TEXTO DE ORIGEN |
- - - -

Howard Phillips Lovecraft, en 'La sombra sobre Innsmouth', nos habla con horror de Devil Reef, el Arrecife del Diablo. “A menudo sobresale del agua y nunca queda muy por debajo de las olas, pero difícilmente se podría decir que es una isla.” Un arrecife abrupto, irregular, poblado por demonios innombrables. Cuando Andrei Zvyagintsev retrata esos parajes de belleza fría y desolada situados en el confín Norte del mundo, tenemos la impresión de contemplar, en cierto modo, el Arrecife del Diablo. Pero aquí, la Bestia, el Leviatán, es el Sistema, con S turbia y ominosa. Zvyagintsev, en esos planos fascinantes del mar y sus orillas, alcanza el súmmum de su arte. El ruido sordo de las olas, la geografía severa, el desamparo. La transparencia es engañosa, el monstruo acecha por doquier, dispuesto a golpear.

En la paleta de colores predominan los tonos fríos, como es costumbre en este director. Zvyagintsev es azul, como Chagall. Pero, a diferencia de este último, sus figuras nunca consiguen liberarse del peso de la gravedad. Ni el vodka, bebido en cantidades industriales, consigue hacer que vuelen. No se trata del vino cálido de Omar Jayyam o de Dionisos, el vodka aquí es licor que arrasa al individuo. Paladear, beber de un trago, la diferencia es infinita. Climas distintos, distintas formas de beber o de evadirse, aunque en el fondo no haya escapatoria.

La cinta contiene varios registros: alterna la denuncia social, la sátira, el drama familiar y la tragedia. Formalmente, la veo menos deudora de Tarkovski que otras obras del mismo director. La encuentro más cercana a uno de sus más ilustres seguidores: Béla Tarr. El húngaro, en 'Armonías de Werckmeister', nos enseña a la ballena disecada; el ruso, en 'Leviatán', nos muestra su esqueleto. Ya ni siquiera es un cadáver ambulante, sino el vestigio de un naufragio. Un naufragio que bien pudiera ser, en clave simbólica, el del alma rusa. Un paso más en el camino hacia la nada o la condena. Pero, en forma y pensamiento, Tarr es superior a Zvyagintsev.

- - - -

EJERCICIOS |
(1) Según la crítica de la película Leviatán, ¿qué registros alterna la cinta? Enuméralos todos.
(2) Prolonga la crítica de la película Leviatán a partir de su última oración.

CONTENIDO DEL CONJUNTO |
- - - -

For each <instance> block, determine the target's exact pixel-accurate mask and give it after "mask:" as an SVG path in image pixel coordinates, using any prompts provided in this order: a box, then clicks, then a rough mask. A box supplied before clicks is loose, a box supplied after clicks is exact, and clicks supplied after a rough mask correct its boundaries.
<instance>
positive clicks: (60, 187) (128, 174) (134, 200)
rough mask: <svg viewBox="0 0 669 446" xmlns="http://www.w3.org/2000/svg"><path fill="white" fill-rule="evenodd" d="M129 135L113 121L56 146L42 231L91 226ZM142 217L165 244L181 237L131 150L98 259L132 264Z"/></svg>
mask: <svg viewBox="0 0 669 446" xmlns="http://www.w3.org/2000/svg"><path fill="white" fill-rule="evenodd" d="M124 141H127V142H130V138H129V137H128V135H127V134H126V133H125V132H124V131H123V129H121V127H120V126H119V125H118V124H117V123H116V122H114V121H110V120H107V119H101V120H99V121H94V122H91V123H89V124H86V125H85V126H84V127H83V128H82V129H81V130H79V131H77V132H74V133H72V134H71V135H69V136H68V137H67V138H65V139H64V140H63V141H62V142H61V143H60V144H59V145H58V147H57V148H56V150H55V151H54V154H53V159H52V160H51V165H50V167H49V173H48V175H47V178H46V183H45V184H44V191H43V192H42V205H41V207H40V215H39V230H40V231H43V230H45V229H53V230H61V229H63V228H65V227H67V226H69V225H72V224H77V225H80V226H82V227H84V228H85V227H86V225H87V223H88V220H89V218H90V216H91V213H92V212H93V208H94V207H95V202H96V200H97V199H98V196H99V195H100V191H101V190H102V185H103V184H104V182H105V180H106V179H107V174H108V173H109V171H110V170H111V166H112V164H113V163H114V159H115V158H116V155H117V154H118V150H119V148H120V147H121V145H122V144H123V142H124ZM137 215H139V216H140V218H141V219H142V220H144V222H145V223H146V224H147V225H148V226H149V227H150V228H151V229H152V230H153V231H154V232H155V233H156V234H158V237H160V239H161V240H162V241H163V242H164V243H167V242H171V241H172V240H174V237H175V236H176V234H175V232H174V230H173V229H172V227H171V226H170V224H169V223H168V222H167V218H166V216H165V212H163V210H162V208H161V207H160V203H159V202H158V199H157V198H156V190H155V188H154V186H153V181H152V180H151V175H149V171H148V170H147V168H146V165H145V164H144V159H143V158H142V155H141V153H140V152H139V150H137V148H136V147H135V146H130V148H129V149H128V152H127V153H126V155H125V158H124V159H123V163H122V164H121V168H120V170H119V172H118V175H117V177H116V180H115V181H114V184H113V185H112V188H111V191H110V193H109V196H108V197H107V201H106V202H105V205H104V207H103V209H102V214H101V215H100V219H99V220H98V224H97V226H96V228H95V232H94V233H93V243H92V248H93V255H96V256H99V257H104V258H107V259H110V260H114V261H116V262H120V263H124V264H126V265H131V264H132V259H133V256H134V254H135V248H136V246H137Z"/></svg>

- - - -

RESULTADOS |
(1) Denuncia social, sátira, drama familiar y tragedia.

(2)
Uno de los mayores aciertos de 'Leviatán' está en lo que no vemos. La calidad de las elipsis es extraordinaria. La mayor violencia –una pelea, una muerte, un acto de traición–, apenas queda registrada. El alcalde –un patán canijo, estrábico y borracho– es un villano bufo aterrador. Uno tiene la certeza de que, en Rusia, el Sistema contiene multitud de piezas como él. Un par de confrontaciones, algún encuentro, y se pone en marcha el mecanismo. La Bestia se alimenta de las circunstancias y construye un desenlace que produce escalofríos. La figura cínica del pope roza la parodia (es el payaso serio, en contraposición a la figura del alcalde, que vendría a ser el clown patoso). Habla en subtexto y no se compromete. El pope y el alcalde tienen tanta gracia como la parejita de Haneke en 'Funny Games'.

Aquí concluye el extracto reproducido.